**Provided passage:**

* * * * * * *

The University of Iowa

The pottery of Magwaza women

February 10th, 2014

The following except is from Christopher Roy's blog as he recounts his journey through South Africa. Roy is a professor in the School of Art and Arts History and Elizabeth M. Stanley Faculty Fellow of African Art History. See his blog.


I just returned to Johannesburg from Kwa Zulu/Natal.  Yesterday we visited the Makwaza family of female Zulu potters in the spectacular Tugela River Valley of KZN.  The valley is vastly wider and longer than the Grand Canyon. We spoke (and documented) at length with the Magwaza women and looked at their pottery.  They have been patronized for several years by a wonderful woman name Juliet Armstrong, who has advised them and helped them sell their pottery. She died a year ago of brain cancer, and now the Magwaza’s are “adrift” and trying to find a way to market their art.  Their pottery is superb, and I purchase a fine middle-sized beer pot, superbly decorated, for R400 ($40) to donate to the art museum at Wits.

We left the Magwaza women at about 3 PM and took the long road through Jameson Drift (ford, river crossing) as we headed back to Marits.  The views of this enormous valley were extraordinary.  Enormous mountains of sandstone, capped with a thick layer of basalt (which protected the sandstone beneath from erosion). Vast, vast, green, green.

Gavin Whitelaw showed us a very interesting early stone age archaeological site he had excavate right near the river.  These people were very sophisticate tens of thousand of years ago.

Dinner at an Indian restaurant named Tandour in Marits.

* * * * * * *

**Dataset entries:**

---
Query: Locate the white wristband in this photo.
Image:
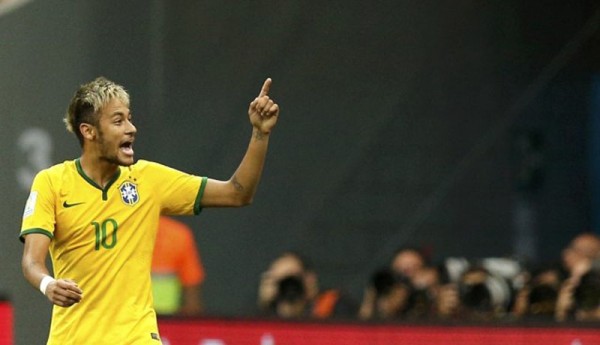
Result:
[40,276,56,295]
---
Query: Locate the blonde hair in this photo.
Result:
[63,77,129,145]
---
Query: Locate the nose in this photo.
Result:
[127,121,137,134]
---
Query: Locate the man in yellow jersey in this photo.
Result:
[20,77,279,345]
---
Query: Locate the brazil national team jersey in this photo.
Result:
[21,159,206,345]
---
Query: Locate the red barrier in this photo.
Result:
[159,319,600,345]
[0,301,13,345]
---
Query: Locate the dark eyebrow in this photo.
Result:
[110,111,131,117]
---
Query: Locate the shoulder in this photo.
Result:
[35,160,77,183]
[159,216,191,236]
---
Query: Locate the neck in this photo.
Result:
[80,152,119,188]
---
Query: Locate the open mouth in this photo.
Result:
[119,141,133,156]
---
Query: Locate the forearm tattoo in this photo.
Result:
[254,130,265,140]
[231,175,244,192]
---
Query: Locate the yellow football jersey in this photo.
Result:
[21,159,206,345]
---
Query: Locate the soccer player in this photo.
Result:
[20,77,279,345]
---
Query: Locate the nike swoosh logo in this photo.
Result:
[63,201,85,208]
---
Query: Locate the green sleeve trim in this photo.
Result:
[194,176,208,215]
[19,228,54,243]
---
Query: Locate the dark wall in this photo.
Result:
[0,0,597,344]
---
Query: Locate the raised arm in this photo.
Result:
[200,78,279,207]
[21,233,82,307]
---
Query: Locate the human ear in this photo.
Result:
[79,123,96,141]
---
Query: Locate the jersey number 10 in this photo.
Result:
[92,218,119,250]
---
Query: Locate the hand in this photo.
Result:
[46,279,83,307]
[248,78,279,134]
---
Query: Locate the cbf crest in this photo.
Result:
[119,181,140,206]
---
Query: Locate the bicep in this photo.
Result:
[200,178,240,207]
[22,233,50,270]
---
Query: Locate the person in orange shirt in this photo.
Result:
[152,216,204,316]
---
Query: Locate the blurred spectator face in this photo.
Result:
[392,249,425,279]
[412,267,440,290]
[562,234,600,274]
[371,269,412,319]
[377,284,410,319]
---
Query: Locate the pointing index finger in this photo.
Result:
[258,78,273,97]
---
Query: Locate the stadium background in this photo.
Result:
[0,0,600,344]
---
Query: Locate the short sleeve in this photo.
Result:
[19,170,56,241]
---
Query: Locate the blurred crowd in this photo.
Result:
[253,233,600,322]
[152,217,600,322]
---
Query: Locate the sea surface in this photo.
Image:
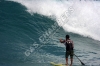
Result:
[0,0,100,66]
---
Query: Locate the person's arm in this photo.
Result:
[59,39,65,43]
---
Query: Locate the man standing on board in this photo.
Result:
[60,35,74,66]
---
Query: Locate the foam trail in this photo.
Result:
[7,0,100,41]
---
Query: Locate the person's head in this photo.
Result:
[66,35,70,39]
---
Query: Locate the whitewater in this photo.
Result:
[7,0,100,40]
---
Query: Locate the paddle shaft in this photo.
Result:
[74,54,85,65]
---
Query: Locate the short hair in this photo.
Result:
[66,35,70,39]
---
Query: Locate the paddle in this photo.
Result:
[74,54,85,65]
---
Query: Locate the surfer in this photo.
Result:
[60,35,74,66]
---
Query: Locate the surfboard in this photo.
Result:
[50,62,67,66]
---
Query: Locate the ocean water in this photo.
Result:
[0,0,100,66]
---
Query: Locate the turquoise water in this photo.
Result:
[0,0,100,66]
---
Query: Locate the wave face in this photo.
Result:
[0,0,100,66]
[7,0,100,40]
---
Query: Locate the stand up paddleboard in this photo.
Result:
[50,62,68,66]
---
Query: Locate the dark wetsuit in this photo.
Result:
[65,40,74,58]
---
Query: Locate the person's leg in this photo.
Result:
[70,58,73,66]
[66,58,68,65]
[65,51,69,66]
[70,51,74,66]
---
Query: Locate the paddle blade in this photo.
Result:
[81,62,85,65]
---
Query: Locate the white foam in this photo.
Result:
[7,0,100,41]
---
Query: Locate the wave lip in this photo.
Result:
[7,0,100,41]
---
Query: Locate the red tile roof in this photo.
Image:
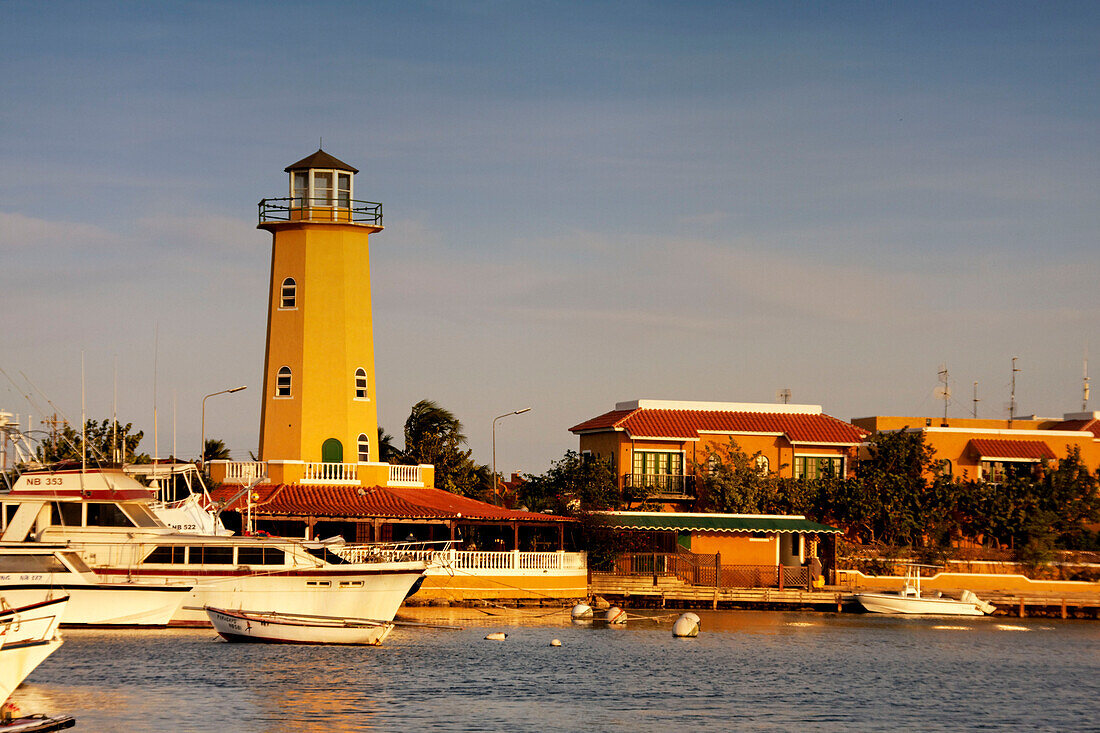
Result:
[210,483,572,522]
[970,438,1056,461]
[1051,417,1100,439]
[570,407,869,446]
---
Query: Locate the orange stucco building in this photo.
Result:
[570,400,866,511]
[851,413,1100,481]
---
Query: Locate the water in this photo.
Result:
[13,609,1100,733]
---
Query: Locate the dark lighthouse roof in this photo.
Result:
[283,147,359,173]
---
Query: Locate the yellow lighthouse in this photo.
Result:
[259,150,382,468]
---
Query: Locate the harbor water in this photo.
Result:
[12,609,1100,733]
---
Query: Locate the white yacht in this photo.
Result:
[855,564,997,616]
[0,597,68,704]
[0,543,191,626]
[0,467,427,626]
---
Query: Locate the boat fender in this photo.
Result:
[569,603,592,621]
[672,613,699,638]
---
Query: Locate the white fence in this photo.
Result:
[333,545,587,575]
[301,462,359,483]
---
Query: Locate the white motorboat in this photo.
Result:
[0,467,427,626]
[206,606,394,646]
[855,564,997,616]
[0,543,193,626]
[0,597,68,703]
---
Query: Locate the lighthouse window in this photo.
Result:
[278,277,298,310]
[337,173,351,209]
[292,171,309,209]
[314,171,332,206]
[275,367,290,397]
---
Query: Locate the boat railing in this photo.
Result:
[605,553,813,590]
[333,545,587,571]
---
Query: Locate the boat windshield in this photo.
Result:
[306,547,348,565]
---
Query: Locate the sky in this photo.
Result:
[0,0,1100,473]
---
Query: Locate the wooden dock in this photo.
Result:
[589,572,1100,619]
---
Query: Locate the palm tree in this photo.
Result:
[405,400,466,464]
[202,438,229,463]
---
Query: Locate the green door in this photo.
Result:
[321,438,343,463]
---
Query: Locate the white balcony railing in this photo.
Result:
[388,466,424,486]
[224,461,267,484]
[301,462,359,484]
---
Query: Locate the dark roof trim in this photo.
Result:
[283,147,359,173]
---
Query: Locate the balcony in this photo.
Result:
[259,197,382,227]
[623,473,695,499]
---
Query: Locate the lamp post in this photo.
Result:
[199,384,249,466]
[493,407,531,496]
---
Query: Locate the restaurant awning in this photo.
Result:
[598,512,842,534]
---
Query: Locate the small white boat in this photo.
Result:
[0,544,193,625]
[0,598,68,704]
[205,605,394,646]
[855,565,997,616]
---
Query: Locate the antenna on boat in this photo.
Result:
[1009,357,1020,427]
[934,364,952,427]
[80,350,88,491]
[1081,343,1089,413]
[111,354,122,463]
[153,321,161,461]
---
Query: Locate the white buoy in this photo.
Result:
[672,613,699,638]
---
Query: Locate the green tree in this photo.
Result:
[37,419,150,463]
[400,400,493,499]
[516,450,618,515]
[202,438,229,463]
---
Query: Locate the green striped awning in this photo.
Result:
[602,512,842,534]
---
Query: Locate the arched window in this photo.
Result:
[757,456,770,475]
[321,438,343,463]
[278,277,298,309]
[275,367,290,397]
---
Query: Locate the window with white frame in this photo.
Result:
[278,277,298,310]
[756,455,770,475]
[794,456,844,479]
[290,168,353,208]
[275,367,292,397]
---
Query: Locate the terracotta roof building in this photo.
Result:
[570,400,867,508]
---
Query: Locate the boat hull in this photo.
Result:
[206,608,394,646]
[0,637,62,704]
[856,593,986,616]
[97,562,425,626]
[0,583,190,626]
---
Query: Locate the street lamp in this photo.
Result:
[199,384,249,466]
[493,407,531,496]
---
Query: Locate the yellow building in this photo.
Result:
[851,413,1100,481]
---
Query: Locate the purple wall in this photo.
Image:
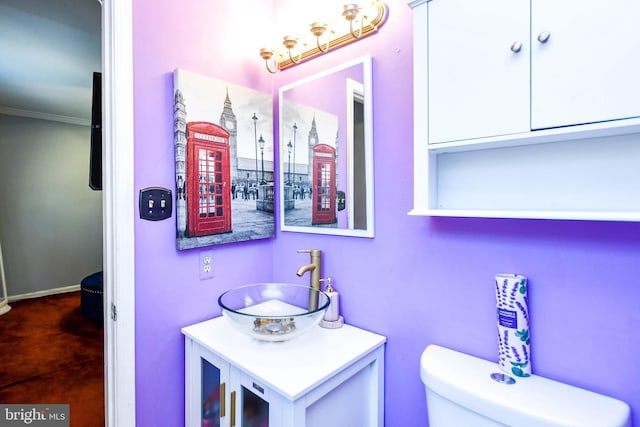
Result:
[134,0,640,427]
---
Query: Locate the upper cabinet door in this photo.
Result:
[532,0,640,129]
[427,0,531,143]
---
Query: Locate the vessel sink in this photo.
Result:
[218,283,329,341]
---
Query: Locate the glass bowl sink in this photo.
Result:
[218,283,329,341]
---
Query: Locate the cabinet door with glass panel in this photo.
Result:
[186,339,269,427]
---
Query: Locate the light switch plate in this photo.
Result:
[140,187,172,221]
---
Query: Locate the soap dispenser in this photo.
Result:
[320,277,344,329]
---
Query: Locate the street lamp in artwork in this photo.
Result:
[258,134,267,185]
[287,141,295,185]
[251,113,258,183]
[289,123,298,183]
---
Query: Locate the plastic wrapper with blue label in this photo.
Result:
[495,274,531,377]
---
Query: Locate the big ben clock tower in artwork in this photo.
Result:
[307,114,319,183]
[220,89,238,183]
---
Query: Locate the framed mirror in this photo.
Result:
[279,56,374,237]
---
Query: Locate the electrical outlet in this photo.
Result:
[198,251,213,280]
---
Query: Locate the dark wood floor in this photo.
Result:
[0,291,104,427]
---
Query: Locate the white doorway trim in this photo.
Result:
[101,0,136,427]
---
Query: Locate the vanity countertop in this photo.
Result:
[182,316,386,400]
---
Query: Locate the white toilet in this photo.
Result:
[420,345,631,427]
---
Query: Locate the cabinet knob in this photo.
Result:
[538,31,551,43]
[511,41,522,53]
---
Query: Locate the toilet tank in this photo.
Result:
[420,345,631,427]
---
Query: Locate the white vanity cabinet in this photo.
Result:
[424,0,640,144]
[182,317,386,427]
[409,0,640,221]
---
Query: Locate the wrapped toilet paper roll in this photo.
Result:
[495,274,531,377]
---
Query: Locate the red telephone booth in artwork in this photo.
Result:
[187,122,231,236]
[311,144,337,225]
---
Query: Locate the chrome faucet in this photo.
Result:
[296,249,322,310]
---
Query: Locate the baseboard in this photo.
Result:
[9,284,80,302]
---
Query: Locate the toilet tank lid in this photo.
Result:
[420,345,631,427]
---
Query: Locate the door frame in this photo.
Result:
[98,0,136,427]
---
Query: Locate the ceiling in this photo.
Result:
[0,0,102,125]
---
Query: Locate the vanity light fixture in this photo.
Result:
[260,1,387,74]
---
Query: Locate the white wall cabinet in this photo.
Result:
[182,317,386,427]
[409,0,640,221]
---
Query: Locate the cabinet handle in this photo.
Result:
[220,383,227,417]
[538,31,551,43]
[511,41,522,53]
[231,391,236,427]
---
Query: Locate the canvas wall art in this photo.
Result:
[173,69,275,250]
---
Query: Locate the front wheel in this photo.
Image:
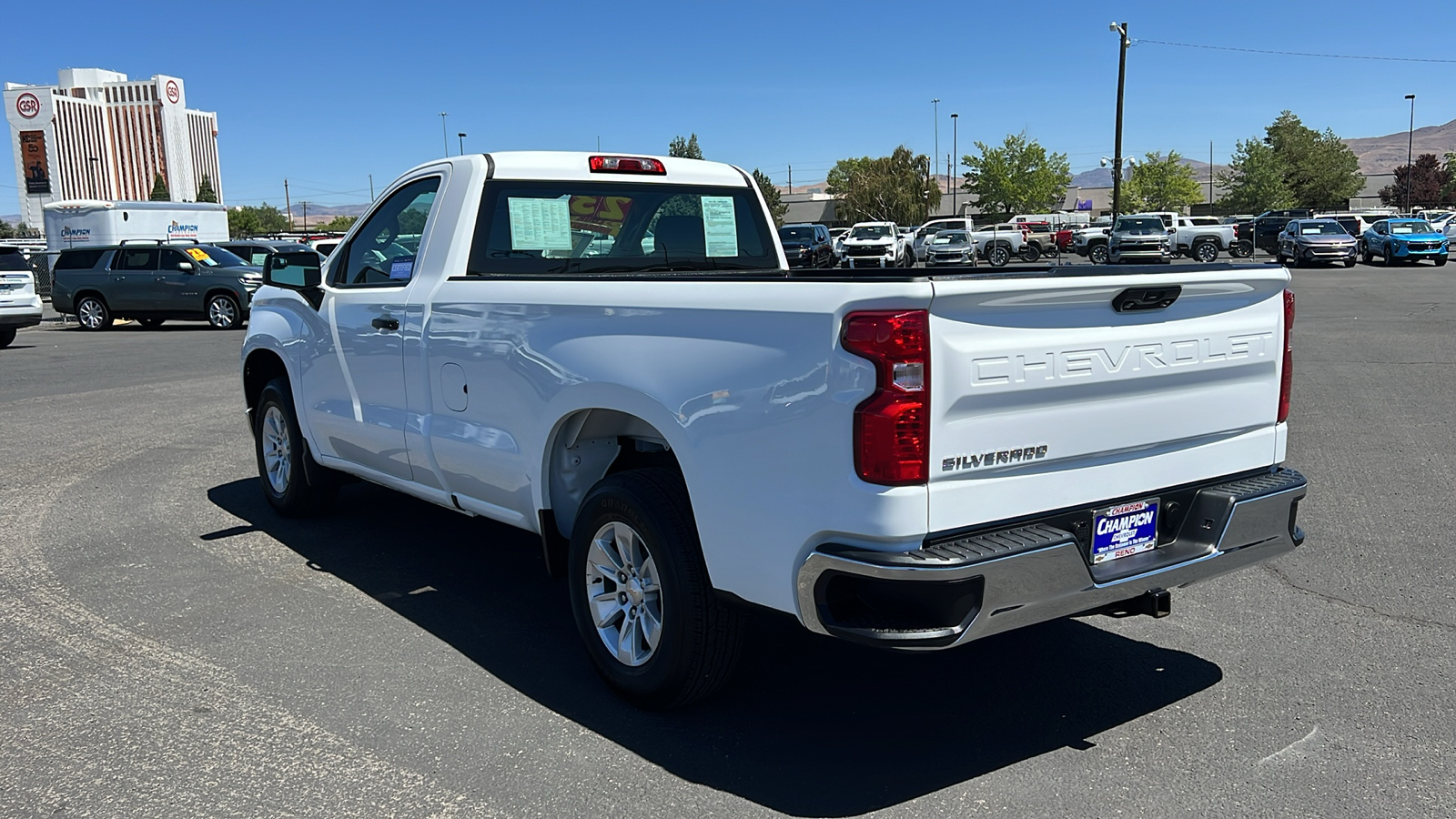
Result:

* * * * * * *

**Required work:**
1/ Answer these questions using the blog excerpt about the Magwaza potters.
(a) How much was paid for the beer pot?
(b) What caps the sandstone mountains of the valley?
(c) Where did the dinner take place?
2/ Reproduce the stretch of the blog excerpt from "February 10th, 2014" through "See his blog." without any changes.

**Solutions below:**
1/
(a) R400 ($40)
(b) A thick layer of basalt
(c) At an Indian restaurant named Tandour in Marits

2/
February 10th, 2014

The following except is from Christopher Roy's blog as he recounts his journey through South Africa. Roy is a professor in the School of Art and Arts History and Elizabeth M. Stanley Faculty Fellow of African Art History. See his blog.